::: Data provided :::
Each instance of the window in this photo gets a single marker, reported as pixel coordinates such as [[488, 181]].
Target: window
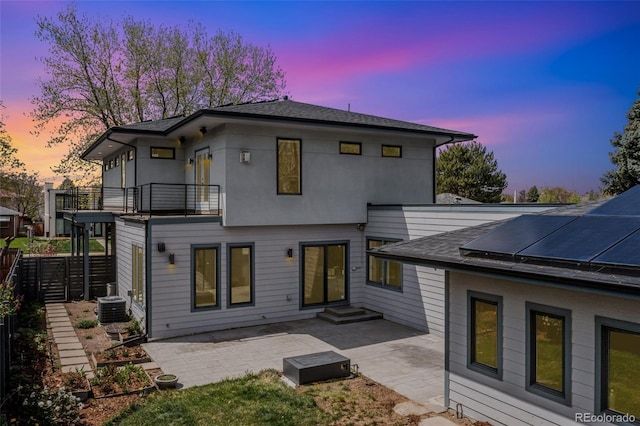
[[391, 151], [549, 352], [617, 367], [240, 274], [351, 148], [289, 167], [206, 274], [484, 333], [383, 272], [324, 277], [169, 153], [137, 266]]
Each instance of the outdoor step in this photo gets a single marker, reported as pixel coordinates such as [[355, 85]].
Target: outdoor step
[[345, 311], [366, 315]]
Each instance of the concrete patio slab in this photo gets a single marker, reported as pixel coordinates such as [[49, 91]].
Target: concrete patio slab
[[404, 359]]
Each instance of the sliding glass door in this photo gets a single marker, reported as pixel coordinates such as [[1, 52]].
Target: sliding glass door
[[324, 273]]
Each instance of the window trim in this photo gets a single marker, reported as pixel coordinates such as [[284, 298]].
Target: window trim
[[278, 139], [193, 249], [391, 146], [485, 369], [347, 281], [601, 358], [252, 286], [345, 143], [163, 148], [383, 284], [564, 396]]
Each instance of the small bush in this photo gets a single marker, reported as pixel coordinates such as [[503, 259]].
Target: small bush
[[86, 323]]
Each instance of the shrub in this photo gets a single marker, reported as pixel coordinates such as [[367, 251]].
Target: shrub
[[52, 406]]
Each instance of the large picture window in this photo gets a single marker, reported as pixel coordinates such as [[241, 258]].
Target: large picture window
[[206, 275], [485, 333], [618, 367], [381, 272], [240, 258], [137, 268], [549, 352], [289, 175]]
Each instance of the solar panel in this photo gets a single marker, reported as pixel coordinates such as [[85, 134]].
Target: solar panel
[[625, 204], [517, 234], [583, 239], [625, 253]]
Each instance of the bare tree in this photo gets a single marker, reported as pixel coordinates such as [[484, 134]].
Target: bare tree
[[103, 74]]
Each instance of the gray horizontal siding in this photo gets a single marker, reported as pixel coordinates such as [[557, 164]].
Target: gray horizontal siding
[[468, 387], [421, 303], [127, 235], [276, 277]]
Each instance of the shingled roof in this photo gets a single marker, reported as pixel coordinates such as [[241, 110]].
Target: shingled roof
[[443, 251]]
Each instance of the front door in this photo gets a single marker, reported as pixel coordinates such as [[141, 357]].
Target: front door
[[203, 170], [324, 273]]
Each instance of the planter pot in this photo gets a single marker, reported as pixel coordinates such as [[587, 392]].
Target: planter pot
[[82, 394], [166, 381]]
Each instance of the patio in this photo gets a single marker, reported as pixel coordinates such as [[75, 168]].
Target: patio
[[402, 358]]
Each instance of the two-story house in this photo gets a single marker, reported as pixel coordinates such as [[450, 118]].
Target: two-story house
[[249, 214]]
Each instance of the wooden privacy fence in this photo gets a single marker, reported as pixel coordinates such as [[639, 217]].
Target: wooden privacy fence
[[61, 278]]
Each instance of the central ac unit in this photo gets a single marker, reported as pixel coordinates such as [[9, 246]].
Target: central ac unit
[[112, 309]]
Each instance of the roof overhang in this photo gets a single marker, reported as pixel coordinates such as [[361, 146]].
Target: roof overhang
[[189, 127]]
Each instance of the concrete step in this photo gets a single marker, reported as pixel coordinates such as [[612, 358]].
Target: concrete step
[[348, 314]]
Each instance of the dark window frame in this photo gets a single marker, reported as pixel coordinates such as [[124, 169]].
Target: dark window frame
[[472, 364], [252, 286], [385, 263], [278, 189], [194, 248], [564, 396], [345, 143], [325, 245], [165, 149], [602, 325], [391, 146]]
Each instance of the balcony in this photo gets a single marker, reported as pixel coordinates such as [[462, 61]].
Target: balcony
[[152, 199]]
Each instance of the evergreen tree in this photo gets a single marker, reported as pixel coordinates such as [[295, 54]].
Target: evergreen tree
[[626, 155], [533, 195], [470, 171]]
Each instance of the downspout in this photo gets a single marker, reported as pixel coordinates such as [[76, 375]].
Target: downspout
[[433, 169]]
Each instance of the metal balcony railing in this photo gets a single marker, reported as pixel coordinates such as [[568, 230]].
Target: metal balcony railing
[[152, 198]]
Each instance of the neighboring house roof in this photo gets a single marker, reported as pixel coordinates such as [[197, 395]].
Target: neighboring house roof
[[448, 198], [279, 110], [446, 250], [4, 211]]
:::
▶ **Stated task**
Transcribe the entries above verbatim, omitting their pictures.

▶ **Result of this exercise**
Each instance of the window in this photo gets a single marker, reported as pixel coordinates such as [[488, 181]].
Target: window
[[391, 151], [549, 352], [617, 367], [240, 274], [351, 148], [289, 167], [206, 274], [484, 333], [383, 272], [324, 277], [169, 153], [137, 266]]
Each instance of the outdoor step in this photo gets a single marker, reported as pixel coordinates such as [[355, 85]].
Target: outdoor step
[[345, 311], [366, 315]]
Each instance of the concrete patio slab in this photo gets a single marker, reported as pixel coordinates such as [[49, 91]].
Target: concrete patio slab
[[404, 359]]
Each instance of the sliding glass door in this photo gets a single marker, reported as pixel coordinates such as [[1, 52]].
Target: sliding glass door
[[324, 273]]
Each instance of the window trim in this photo gets a single marker, reported as pixel coordinates such as [[284, 298]].
Target: window trim
[[278, 139], [193, 249], [391, 146], [485, 369], [347, 281], [601, 358], [252, 286], [345, 143], [163, 148], [383, 284], [564, 396]]
Each instance of the small bush in this photo gets a single marker, reported as pixel coordinates such as [[503, 259]].
Target: small bush
[[86, 323]]
Each instance of the shrub in this photo gets a single marker, reported as pixel coordinates such as [[367, 251]].
Target: shrub
[[52, 406]]
Each instance of the large picture window in this photo gets a single marker, reported as pixel coordinates such as [[241, 258]].
Target: large picture window
[[206, 275], [485, 333], [618, 367], [381, 272], [240, 258], [137, 268], [549, 352], [289, 175]]
Each instance of the solar panel in this photo gets a single marker, reported as pixel coordinates such as [[85, 134]].
Target: solar panel
[[625, 204], [517, 234], [583, 239], [625, 253]]
Each instance of the bare tree in this photo gets a single marker, reported as pixel coordinates such as [[484, 134]].
Target: bare tree
[[103, 74]]
Each instance of the gray horizontal siding in this photo gets a single marker, reported as pixel coordinates such as [[557, 164]].
Target: gray horizontal siding
[[468, 387], [421, 303], [127, 235], [276, 277]]
Each instance of the shingled roof in this photo gets a single marker, reported as pixel coordinates such as [[241, 110]].
Target: shingled roof
[[443, 251]]
Each instance of the front door in this photo gets a single marker, reported as pixel coordinates such as [[141, 357]].
Target: front door
[[203, 170], [324, 273]]
Each instance of the planter pot in this photo gets a single marker, reported as pixel coordinates such as [[587, 392]].
Target: planter pot
[[82, 394], [166, 381]]
Each instance of the patio in this photo gets a single marker, reported as pixel coordinates such as [[75, 168]].
Target: patio
[[402, 358]]
Each instance of the two-story house in this photo gets a single marker, reported as pixel coordinates such as [[450, 118]].
Target: two-story house
[[249, 214]]
Each instance of the wooden privacy fence in this photo gets a single marker, reported as pixel coordinates such as [[639, 217]].
Target: wooden privacy fence
[[61, 278]]
Each instance of the central ac unit in this photo gets a single marker, reported as pixel coordinates such as [[9, 246]].
Target: central ac unit
[[112, 309]]
Each instance of the roof overhang in this photo gets a single marker, reported as pixel coordinates such as [[361, 146]].
Target: roof overhang
[[189, 127]]
Each instance of the concrete step in this photo gets a single marker, reported as pixel coordinates such as [[612, 358]].
Target: concrete step
[[348, 314]]
Each instance of the dark window frame in this photo gets a single marker, reported as pixel coordinates such as [[124, 169]].
Target: dark window frame
[[472, 364], [252, 286], [385, 263], [278, 189], [194, 248], [564, 396], [345, 143], [325, 245], [165, 149], [602, 325], [391, 146]]
Each instance of the balcony in this photo gets a single marker, reported as pixel coordinates such as [[462, 61]].
Target: balcony
[[152, 199]]
Each instance of the evergreen tree in this photo gets a single marker, reported as pixel coordinates such as [[295, 54]].
Target: evergreen tree
[[626, 155], [533, 195], [470, 171]]
Each instance of the downspout in this photo gets a single marker, reported as pixel coordinates such as [[76, 375]].
Target: downspout
[[433, 169]]
Each instance of the metal balcony railing in this photo gets a single marker, reported as pixel coordinates such as [[568, 230]].
Target: metal balcony railing
[[152, 198]]
Each instance of the neighboring house roof in this photo gets a single marker, reported as pixel coordinates such as [[197, 395]].
Target: neighboring house roof
[[448, 198], [279, 110], [446, 250], [4, 211]]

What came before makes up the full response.